**WORK TO COMPLETE:** Render every line of the items below as a Markdown table with the columns No. and Line, numbering the rows and omitting blank lines. Keep the pictures out of your answer.

-------------------------

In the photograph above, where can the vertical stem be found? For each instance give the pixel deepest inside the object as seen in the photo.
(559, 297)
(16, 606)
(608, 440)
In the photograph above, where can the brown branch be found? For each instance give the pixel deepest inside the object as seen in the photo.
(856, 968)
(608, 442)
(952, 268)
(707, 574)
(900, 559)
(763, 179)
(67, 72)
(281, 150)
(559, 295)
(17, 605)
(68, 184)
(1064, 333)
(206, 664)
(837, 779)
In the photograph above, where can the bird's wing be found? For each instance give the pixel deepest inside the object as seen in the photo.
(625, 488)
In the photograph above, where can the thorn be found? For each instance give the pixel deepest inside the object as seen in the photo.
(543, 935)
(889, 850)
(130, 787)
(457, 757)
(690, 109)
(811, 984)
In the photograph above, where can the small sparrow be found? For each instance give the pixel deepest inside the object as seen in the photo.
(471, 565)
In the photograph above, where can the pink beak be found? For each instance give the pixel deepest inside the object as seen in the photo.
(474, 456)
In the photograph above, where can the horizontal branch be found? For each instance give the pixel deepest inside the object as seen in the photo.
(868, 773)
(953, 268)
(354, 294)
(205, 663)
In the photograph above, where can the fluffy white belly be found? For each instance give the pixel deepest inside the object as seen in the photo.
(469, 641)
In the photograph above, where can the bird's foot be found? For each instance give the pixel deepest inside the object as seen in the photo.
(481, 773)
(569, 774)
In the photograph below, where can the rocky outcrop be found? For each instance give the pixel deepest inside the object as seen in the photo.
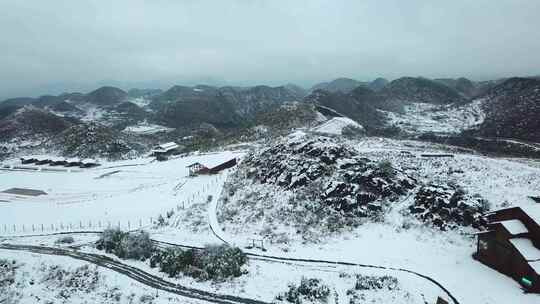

-------------------------

**RESPONSE TO THE EXERCISE:**
| No. | Line |
|---|---|
| 1 | In the photograph above, where can the vertical stem be found? For each instance give the pixel deepest inside the object as seen in the photo. |
| 2 | (559, 297) |
| 3 | (16, 606) |
| 4 | (608, 440) |
| 5 | In the photograph above, where can the brown branch be found? For each instance give the pixel deepest inside the object as seen in the photo. |
| 6 | (856, 968) |
| 7 | (608, 442) |
| 8 | (952, 268) |
| 9 | (707, 574) |
| 10 | (900, 559) |
| 11 | (763, 179) |
| 12 | (67, 72) |
| 13 | (281, 150) |
| 14 | (559, 295) |
| 15 | (17, 605) |
| 16 | (68, 184) |
| 17 | (1064, 333) |
| 18 | (206, 664) |
| 19 | (837, 779) |
| 20 | In the photograph above, where can the bird's wing be found? For each instance give the pixel deepest inside the object as seen in the photo. |
| 21 | (625, 488) |
| 22 | In the photograph above, where can the thorn be found? For each instance give the pixel deepest inside the object as seen in the photo. |
| 23 | (543, 935) |
| 24 | (889, 850) |
| 25 | (130, 787) |
| 26 | (457, 757) |
| 27 | (690, 109) |
| 28 | (811, 984) |
| 29 | In the photograph above, where can the small sparrow be found? For each instance give the pixel deepest inside the object as seen in the photo. |
| 30 | (471, 565) |
| 31 | In the photograph above, where can the pink beak be found? For each instance give the pixel deepest inside the object as seen in the photo. |
| 32 | (474, 456) |
| 33 | In the photograph above, where can the horizontal branch be found? For each instance give the pixel deepest inside the object as seen in the photo. |
| 34 | (868, 773) |
| 35 | (953, 268) |
| 36 | (354, 294) |
| 37 | (205, 663) |
| 38 | In the photograph above, where can the fluffy white belly be found? For each instance give the pixel deepest inside the object as seen in the photo. |
| 39 | (469, 641) |
| 40 | In the photograph above, where can the bird's foot be found? For each instance give the pixel deepest inside the object as seen in the photo. |
| 41 | (481, 773) |
| 42 | (569, 774) |
| 43 | In the photograph below, where can the rocky outcrop be found? For each instance give the pixel deepest inside the object as seen in the photo. |